:: Aim of the task ::
I would like every record below transcribed exactly as it is.

The data: Begin

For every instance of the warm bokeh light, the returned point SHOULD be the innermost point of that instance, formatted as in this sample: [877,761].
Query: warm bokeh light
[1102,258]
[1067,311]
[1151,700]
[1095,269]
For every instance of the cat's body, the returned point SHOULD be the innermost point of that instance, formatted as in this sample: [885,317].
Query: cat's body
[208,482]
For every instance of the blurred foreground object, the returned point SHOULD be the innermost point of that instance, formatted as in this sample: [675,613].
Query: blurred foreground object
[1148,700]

The data: End

:: Response to the task ::
For every instance of the warm bokeh light, the returned point SHOULD be the innermost point of that instance, formatted as in this sample: [877,761].
Query: warm bokeh light
[1102,258]
[1067,311]
[1151,700]
[1095,269]
For every instance of the cat's body, the returned point SHOULD be the innermost point of that instance, formatted as in this sample: [885,317].
Query: cat's body
[208,482]
For every instance of the blurred foreground object, the returned point SHOULD be the innermost point of that instance, formatted as in this sample: [675,613].
Query: blurred foreground object
[1148,700]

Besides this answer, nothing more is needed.